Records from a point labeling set
────
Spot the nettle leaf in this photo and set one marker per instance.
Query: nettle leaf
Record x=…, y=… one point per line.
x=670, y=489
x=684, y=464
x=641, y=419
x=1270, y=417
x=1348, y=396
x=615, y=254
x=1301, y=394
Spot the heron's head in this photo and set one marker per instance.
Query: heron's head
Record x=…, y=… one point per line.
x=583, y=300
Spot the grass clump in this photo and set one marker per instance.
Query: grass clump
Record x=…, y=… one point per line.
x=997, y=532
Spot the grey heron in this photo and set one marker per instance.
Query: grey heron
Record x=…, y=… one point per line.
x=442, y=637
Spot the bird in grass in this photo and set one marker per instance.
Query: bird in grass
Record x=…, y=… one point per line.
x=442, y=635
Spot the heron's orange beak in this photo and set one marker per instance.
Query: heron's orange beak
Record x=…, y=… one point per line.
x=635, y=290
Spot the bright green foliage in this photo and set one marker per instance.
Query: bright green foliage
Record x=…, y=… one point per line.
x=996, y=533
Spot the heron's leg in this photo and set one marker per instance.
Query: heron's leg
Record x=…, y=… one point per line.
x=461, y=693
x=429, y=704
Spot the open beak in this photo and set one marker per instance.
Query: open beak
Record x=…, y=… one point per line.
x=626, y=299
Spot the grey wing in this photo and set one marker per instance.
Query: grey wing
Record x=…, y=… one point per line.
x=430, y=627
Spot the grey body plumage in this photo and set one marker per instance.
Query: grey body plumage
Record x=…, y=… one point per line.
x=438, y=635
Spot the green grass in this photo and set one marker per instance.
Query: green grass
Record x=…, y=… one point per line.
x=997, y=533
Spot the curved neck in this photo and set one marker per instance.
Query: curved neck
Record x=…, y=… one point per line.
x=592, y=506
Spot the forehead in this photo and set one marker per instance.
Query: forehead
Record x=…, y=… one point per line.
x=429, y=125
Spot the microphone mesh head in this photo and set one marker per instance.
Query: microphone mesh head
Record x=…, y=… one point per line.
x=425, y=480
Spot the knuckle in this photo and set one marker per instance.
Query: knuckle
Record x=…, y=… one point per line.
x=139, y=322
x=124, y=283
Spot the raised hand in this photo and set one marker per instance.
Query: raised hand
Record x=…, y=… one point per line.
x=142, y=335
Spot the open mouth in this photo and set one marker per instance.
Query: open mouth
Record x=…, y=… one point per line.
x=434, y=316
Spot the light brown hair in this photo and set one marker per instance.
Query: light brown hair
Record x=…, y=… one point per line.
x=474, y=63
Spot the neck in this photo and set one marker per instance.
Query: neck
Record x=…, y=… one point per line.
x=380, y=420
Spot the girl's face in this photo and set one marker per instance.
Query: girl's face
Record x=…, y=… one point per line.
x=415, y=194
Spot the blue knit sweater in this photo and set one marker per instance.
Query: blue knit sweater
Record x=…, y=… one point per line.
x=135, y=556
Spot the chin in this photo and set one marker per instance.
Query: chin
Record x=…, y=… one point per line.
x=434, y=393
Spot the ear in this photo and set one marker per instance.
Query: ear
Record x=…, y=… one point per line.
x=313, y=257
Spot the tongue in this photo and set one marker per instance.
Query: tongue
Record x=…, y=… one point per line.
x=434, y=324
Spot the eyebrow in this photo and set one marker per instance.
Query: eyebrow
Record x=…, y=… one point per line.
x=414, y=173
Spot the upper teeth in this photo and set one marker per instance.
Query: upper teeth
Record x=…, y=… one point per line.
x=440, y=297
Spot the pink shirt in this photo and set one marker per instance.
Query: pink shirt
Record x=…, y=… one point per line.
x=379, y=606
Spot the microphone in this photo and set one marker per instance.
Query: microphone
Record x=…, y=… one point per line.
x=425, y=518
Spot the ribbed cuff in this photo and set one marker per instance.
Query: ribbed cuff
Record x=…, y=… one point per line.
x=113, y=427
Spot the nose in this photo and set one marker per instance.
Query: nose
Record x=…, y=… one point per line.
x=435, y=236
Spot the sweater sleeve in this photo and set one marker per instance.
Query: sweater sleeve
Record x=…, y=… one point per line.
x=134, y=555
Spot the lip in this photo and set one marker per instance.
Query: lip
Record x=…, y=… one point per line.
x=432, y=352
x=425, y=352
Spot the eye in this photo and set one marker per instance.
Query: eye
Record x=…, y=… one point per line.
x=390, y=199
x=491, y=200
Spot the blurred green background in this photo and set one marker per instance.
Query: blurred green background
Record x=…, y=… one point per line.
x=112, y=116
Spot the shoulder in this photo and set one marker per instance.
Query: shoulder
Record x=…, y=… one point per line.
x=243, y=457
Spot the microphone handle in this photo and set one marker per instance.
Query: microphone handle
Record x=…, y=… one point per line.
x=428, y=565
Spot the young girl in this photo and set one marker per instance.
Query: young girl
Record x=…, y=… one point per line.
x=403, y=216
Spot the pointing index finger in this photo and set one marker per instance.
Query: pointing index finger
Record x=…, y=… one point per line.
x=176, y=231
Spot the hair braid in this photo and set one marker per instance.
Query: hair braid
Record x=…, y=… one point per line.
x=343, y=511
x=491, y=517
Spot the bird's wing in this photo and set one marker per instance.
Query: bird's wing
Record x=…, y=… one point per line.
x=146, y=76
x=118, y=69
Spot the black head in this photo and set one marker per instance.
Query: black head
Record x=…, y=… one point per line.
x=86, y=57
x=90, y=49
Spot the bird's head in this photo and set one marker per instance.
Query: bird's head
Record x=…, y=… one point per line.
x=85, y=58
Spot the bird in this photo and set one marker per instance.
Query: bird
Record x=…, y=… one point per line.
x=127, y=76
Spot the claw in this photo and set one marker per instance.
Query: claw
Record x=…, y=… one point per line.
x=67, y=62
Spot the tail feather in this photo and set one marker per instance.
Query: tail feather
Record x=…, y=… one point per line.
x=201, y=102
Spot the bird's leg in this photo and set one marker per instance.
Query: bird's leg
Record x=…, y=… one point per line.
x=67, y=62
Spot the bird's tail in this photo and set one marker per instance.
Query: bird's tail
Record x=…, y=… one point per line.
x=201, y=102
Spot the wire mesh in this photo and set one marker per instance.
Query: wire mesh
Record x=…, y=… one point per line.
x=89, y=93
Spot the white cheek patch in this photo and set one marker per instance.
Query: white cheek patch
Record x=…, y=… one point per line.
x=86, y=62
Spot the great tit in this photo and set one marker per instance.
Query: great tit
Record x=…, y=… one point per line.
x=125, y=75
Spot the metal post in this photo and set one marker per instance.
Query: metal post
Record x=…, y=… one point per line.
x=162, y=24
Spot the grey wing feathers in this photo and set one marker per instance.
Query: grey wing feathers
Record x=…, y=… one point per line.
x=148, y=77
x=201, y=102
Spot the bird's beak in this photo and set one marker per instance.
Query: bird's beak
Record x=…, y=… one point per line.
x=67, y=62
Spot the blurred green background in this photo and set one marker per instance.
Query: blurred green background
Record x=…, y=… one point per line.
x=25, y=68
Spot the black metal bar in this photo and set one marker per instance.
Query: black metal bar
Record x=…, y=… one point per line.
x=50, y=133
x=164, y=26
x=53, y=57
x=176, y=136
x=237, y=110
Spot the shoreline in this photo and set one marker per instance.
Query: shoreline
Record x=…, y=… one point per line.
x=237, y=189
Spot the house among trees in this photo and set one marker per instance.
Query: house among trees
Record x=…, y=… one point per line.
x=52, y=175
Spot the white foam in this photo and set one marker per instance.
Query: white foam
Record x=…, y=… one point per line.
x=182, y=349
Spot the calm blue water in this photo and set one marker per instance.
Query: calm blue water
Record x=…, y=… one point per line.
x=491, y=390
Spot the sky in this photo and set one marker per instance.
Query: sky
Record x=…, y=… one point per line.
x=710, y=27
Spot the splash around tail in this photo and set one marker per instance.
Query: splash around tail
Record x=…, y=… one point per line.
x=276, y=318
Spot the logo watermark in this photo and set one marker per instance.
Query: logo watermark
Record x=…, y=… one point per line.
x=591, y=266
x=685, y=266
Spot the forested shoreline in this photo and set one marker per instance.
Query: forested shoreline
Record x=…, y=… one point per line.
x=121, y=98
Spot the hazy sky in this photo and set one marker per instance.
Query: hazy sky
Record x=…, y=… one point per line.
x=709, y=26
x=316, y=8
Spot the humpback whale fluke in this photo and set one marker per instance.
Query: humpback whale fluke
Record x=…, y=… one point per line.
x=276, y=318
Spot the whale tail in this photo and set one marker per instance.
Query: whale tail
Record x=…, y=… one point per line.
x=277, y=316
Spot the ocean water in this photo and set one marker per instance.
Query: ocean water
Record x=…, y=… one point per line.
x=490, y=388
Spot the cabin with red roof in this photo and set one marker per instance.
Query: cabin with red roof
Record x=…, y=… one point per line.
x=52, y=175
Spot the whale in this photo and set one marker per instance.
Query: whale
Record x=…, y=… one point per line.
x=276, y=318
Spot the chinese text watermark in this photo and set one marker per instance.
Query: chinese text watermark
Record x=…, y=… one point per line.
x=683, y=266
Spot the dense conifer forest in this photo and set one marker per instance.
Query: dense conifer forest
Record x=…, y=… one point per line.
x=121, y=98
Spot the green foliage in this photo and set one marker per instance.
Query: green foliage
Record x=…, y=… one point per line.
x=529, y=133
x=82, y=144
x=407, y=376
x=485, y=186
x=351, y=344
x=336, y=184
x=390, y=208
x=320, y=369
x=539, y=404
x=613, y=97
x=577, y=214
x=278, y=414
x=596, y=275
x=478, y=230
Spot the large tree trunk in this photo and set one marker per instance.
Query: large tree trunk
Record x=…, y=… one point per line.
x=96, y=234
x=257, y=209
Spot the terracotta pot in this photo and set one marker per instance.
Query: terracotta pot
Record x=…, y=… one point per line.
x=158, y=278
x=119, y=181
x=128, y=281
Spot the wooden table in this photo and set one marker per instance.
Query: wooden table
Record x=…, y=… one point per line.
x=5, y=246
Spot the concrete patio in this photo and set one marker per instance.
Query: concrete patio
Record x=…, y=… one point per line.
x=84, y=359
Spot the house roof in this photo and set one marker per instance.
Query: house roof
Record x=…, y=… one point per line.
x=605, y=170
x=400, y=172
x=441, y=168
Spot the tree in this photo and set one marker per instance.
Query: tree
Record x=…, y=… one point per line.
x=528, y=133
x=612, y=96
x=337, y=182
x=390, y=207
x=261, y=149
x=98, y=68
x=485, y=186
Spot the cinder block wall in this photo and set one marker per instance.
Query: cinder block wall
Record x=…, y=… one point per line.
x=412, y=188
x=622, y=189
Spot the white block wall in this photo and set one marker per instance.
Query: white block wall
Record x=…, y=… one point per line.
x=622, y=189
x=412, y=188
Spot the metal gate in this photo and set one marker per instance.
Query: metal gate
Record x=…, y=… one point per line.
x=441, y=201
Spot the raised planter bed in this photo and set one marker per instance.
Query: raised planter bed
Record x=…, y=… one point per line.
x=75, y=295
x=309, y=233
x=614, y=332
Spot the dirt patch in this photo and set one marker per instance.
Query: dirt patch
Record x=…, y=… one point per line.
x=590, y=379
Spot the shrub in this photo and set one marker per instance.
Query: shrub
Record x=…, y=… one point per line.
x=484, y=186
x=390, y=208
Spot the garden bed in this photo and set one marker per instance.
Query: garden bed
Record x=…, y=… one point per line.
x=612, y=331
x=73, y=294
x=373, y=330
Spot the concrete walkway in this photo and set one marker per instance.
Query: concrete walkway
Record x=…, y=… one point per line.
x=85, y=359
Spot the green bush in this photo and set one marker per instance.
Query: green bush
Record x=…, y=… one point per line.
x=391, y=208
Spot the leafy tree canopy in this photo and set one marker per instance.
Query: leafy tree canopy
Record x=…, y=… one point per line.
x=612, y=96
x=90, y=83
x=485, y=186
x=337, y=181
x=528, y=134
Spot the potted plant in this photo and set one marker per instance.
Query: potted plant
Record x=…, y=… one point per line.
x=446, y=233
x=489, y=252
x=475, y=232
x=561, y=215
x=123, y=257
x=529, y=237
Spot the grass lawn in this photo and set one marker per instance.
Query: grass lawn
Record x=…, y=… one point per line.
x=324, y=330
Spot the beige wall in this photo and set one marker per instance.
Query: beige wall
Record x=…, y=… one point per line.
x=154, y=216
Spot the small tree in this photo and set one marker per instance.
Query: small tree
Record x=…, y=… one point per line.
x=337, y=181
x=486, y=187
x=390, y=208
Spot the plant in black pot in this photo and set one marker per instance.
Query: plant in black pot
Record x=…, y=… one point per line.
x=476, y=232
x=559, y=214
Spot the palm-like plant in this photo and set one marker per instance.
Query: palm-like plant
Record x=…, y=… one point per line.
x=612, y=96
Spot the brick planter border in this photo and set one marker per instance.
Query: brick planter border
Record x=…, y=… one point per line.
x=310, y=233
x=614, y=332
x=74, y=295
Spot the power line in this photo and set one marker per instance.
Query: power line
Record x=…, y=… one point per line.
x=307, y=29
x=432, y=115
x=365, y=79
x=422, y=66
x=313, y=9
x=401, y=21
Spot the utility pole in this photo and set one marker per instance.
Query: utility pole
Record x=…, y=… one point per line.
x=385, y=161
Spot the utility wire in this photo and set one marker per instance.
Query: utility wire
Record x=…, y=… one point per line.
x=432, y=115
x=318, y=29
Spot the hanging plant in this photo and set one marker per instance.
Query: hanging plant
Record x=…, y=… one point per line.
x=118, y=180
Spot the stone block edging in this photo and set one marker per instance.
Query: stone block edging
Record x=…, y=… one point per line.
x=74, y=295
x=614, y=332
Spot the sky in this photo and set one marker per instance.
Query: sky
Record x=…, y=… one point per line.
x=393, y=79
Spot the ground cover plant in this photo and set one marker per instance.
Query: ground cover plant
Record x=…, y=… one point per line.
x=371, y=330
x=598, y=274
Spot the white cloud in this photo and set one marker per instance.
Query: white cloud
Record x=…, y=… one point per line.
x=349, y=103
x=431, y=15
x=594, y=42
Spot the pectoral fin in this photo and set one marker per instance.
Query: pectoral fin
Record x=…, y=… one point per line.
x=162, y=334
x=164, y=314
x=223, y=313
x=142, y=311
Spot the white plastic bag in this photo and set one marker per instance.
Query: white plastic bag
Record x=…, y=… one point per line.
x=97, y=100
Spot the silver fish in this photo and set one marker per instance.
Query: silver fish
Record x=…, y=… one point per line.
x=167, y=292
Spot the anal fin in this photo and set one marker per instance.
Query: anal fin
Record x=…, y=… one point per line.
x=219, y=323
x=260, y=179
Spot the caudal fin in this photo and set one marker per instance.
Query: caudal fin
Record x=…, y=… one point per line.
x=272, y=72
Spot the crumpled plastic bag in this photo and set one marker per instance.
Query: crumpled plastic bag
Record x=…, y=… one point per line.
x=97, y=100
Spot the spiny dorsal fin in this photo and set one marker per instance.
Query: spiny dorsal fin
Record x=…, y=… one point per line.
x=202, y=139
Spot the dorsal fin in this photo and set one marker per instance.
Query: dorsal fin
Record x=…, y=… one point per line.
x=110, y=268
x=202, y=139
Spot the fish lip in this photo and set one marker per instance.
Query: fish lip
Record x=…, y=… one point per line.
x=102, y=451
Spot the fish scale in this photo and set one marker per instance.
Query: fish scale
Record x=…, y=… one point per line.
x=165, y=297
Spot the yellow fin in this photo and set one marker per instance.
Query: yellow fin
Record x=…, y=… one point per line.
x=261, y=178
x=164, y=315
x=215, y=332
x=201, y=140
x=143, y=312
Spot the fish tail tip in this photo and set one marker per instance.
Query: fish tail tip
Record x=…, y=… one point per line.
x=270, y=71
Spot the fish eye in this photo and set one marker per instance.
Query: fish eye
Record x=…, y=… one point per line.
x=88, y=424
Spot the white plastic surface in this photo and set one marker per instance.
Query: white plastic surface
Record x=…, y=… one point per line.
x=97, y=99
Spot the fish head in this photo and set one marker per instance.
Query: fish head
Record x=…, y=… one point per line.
────
> _OBJECTIVE_
Copy out everything from the line containing "Spot the brick" down to the line containing "x=401, y=21", both included, with the requests as they are and 148 added to every x and y coordinate in the answers.

> _RESULT OF THE TASK_
Spot the brick planter border in this photo and set one marker per instance.
Query: brick planter border
Record x=…, y=… one point per line.
x=458, y=381
x=762, y=480
x=222, y=443
Spot the power line in this photo and set one marker per instance.
Query: power line
Record x=…, y=… one point per line.
x=455, y=177
x=580, y=263
x=513, y=227
x=570, y=214
x=461, y=157
x=549, y=169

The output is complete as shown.